• [SOURCE EXCERPT]:
The Ministry of Employment has submitted, for consultation, a draft bill amending the Act implementing parts of the Working Time Directive and the Labour Court and Trade Union Arbitration Tribunals Act. According to the draft bill, the law will enter into force on 1 January 2024
The draft bill contains two main amendments, one of which has been proposed based on an agreement between DA, FH and Akademikerne. One of the main amendments is the implementation of the exemption clause in the Working Time Directive, according to which it is permissible for an employee and an employer to agree to a working week more than 48 hours on average per week (the so-called “opt-out”). The second is the introduction of a requirement to record employees’ daily working hours (although certain employees are exempt from this registration requirement).
“Opt out” agreement
According to the bill, the limit on average weekly working hours of 48 hours (over a seven-day period calculated over a period of 4 months), including overtime, remain in force and unchanged. In the draft, it is proposed that the main representative labor market parties in Denmark can agree that employees can work more than 48 hours a week on average (“opt-out”) with individual agreements, however this will only be relevant in the collective agreement arena.

• [MATERIAL SUPPLIED]:
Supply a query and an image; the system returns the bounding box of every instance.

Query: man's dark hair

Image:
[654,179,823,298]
* * *
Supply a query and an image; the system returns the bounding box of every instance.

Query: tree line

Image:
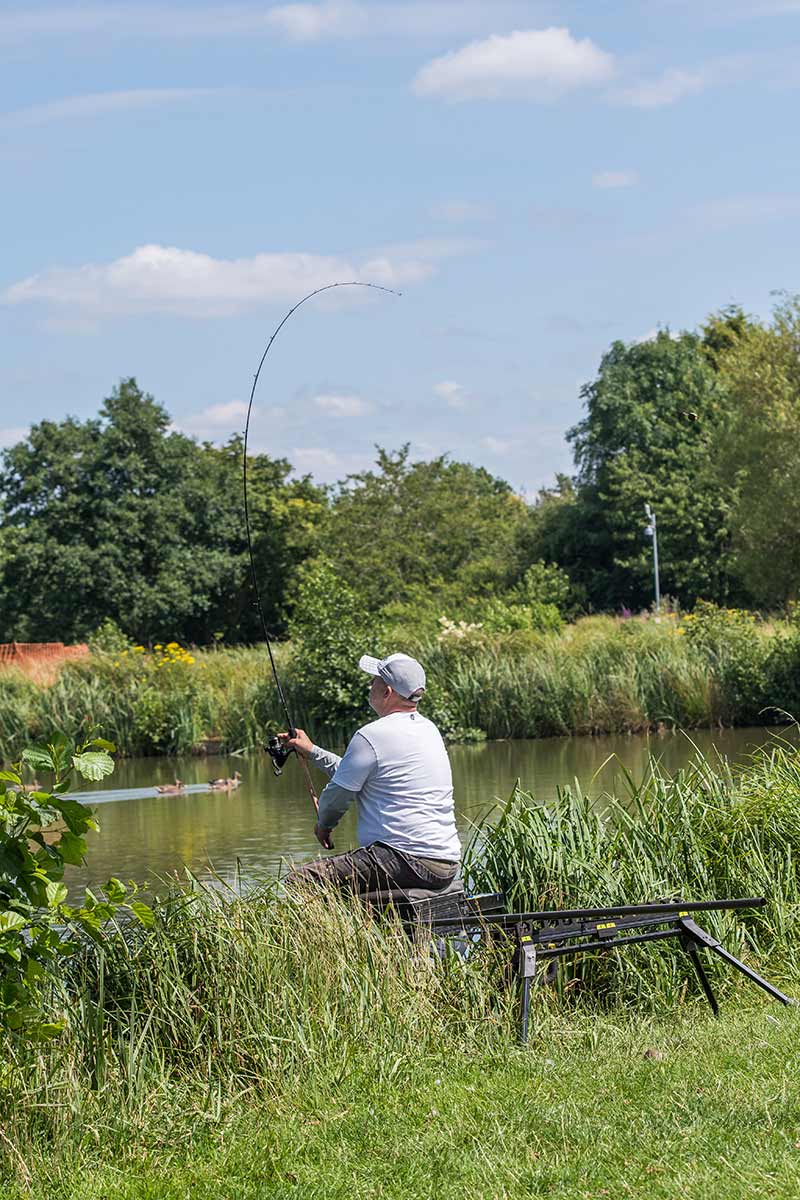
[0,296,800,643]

• [WHAT TO WORK ON]:
(1) According to the working time bill excerpt, on what date will the law enter into force?
(2) In the working time bill excerpt, can you rewrite the paragraph beginning "The draft bill contains two main amendments" as a short list that keeps its main facts?
(3) Update the working time bill excerpt by giving it again from "The Ministry of" up to and including "this registration requirement).", replacing "draft bill" with "legislative proposal".

• [EXPECTED RESULTS]:
(1) 1 January 2024

(2)
- The draft bill has two main amendments. One was proposed on the basis of an agreement between DA, FH and Akademikerne.
- First amendment: it implements the exemption clause in the Working Time Directive. Under this clause, an employee and an employer may agree to a working week of more than 48 hours on average (the "opt-out").
- Second amendment: it introduces a requirement to record employees' daily working hours. Certain employees are exempt.

(3)
The Ministry of Employment has submitted, for consultation, a legislative proposal amending the Act implementing parts of the Working Time Directive and the Labour Court and Trade Union Arbitration Tribunals Act. According to the legislative proposal, the law will enter into force on 1 January 2024
The legislative proposal contains two main amendments, one of which has been proposed based on an agreement between DA, FH and Akademikerne. One of the main amendments is the implementation of the exemption clause in the Working Time Directive, according to which it is permissible for an employee and an employer to agree to a working week more than 48 hours on average per week (the so-called “opt-out”). The second is the introduction of a requirement to record employees’ daily working hours (although certain employees are exempt from this registration requirement).